# [GIVEN TASK]
Copy the lines below character for character, keeping their order and breaks.

___

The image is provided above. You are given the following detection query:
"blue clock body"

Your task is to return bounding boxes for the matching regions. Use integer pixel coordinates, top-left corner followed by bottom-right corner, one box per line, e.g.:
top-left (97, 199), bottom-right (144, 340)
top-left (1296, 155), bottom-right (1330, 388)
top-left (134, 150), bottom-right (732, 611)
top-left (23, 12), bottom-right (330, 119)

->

___

# [SOLUTION TO THIS PROBLEM]
The image is provided above. You are given the following detection query:
"blue clock body"

Your task is to return bounding boxes for the matching regions. Use integer pixel coordinates, top-left corner followed by bottom-right corner, one box per line, e.g.:
top-left (97, 199), bottom-right (144, 340)
top-left (1296, 155), bottom-right (1330, 388)
top-left (134, 150), bottom-right (732, 611)
top-left (23, 12), bottom-right (330, 119)

->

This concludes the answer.